Passage provided —
As I write this in mid-January, I sit and dream about my spring, summer and fall gardens and one of the plants that always brings a smile to my face is my American Spikenard – Aralia racemosa. This large-leaved, shade tolerant plant produces masses of burgundy coloured, edible berries in late summer, early fall that are a favourite of the birds (I find them delicious, too, but the birds usually beat me to them). The plants can get up to 5’ (150 cm) tall, but in ideal conditions can get even bigger. Each fall they die off and re-emerge in the spring like a phoenix. As usual, the Plant Description and In the Garden sections, below, are courtesy of Shaun Booth from In Our Nature.)
Common Name: Spikenard
Scientific Name: Aralia racemosa
Family: Araliaceae (Ginseng Family)
Alternate Common Names: American Spikenard, Hungry Root, Indian Root, Life of Man, Old Man’s Root, Pettymorrel, Small Spikenard, Spiceberry, Spignet
Plant Description: The smooth, maroon-coloured stems of Spikenard hold a few large (up to 60 cm long) compound leaves that are made up of many smaller leaflets, each measuring about 14 cm long. Leaflets are heart shaped at the base, sharply toothed, and abruptly taper to a pointed tip. Spikenard often grows wider than it is tall. Large, tapered flower clusters are made up of many tiny, stalked flowers. Individual flowers are under 1 cm across with five triangular petals. Flower stalks are covered in many fine hairs. Flowers give way to dense, hanging clusters of dark-red-to-purple fruit, 0.5 cm in diameter.

Data for analysis —
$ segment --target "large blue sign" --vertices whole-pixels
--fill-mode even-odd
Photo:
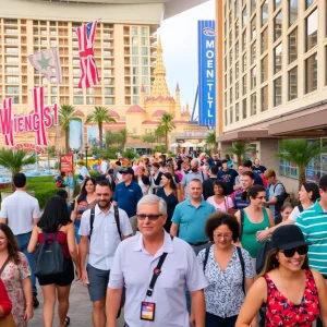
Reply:
[[[198,124],[216,125],[215,21],[198,21]]]

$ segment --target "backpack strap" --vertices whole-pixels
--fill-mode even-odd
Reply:
[[[241,217],[241,232],[240,232],[240,242],[243,234],[243,228],[244,228],[244,210],[240,210],[240,217]]]
[[[210,247],[211,247],[211,246],[208,246],[208,247],[206,249],[206,252],[205,252],[205,259],[204,259],[204,262],[203,262],[203,272],[205,272],[205,270],[206,270],[206,265],[207,265],[207,262],[208,262]]]
[[[114,210],[114,220],[116,220],[116,225],[117,225],[118,234],[119,234],[120,240],[122,241],[122,234],[121,234],[121,230],[120,230],[118,206],[113,206],[113,210]]]
[[[245,265],[244,265],[244,258],[243,258],[243,255],[242,255],[241,247],[237,246],[237,250],[238,250],[238,255],[239,255],[239,259],[240,259],[241,267],[242,267],[242,276],[243,276],[242,290],[243,290],[244,294],[246,294],[246,292],[245,292]]]
[[[89,235],[88,235],[89,240],[93,233],[94,215],[95,215],[95,207],[90,208],[90,214],[89,214]]]

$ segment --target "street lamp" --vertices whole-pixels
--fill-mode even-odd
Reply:
[[[84,148],[85,148],[85,156],[86,156],[86,169],[88,169],[87,168],[88,167],[87,166],[87,150],[89,149],[89,146],[86,144]]]

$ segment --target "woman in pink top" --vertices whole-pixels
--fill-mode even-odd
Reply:
[[[32,238],[27,247],[29,253],[36,251],[37,244],[45,242],[46,238],[56,234],[56,241],[61,245],[65,257],[65,270],[62,274],[38,277],[38,282],[43,289],[44,303],[44,325],[51,327],[53,324],[56,298],[58,299],[58,315],[60,327],[70,324],[66,316],[69,311],[69,295],[72,281],[74,280],[74,265],[76,277],[80,278],[80,261],[74,235],[74,223],[70,219],[65,201],[58,195],[49,198],[45,211],[34,227]]]
[[[215,195],[207,198],[207,203],[211,204],[216,210],[234,215],[233,201],[227,196],[227,189],[222,181],[214,183]]]

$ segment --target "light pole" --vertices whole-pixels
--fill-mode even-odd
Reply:
[[[88,169],[87,168],[87,150],[89,149],[89,146],[86,144],[85,145],[85,156],[86,156],[86,169]]]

Exercise aim — Carry on the piece about American Spikenard from the point where it ends. Nothing in the data is needed here.

Expected output —
In the Garden: Spikenard is a large, spreading perennial that gives the appearance of a shrub but dies back to the ground every year. It is valued in gardens for its lush leaves, ability to tolerate deep shade and its attractive broad form. The summer flowers bloom at a time when not much else is blooming in shade gardens. The dark red berries look like little jewels but don’t stick around long as they are a favourite food of many songbirds. Excellent as a specimen or in small groups.
Skill Level: Beginner
Exposure: Part shade to full shade
Soil Type: Fertile, humus-rich loams, but tolerates a wide range of soils including rocky and clay ones
Moisture: Wet to medium
Height: 90–150 cm
Spread: 120 cm
Bloom Period: (Jun), Jul, (Aug)
Fragrant (Y/N): Y
Showy Fruit (Y/N): Y – ripening from mid August to early September (in southern Ontario)
Cut Flower (Y/N): Y
Pests: No serious insect or disease problems
Natural Habitat: Rich, usually moist beech-maple and hemlock-hardwood forests, especially along edges and clearings and in cedar swamps
Wildlife Value: The berries of Aralia spp. are eaten by woodland songbirds and some small mammals
Butterfly Larva Host Plant For: None
Moth Larva Host Plant For: None
USDA Hardiness Zones: 3–8
Propagation: Sow seeds immediately or keep moist. Germination is enhanced with scarification, either in a mild sulphuric acid or by rubbing with sandpaper. Cold, moist stratification may help germination, but artificial stratification seems to be hit-and-miss with these seeds. Easiest propagation is to divide old rootstocks when the plants go dormant in the fall, though plants may be slow to bloom after being disturbed. Plants may also be started from root cuttings.
Additional Info: Plants will slowly spread over time by self-seeding and creeping rhizomes to form thickets.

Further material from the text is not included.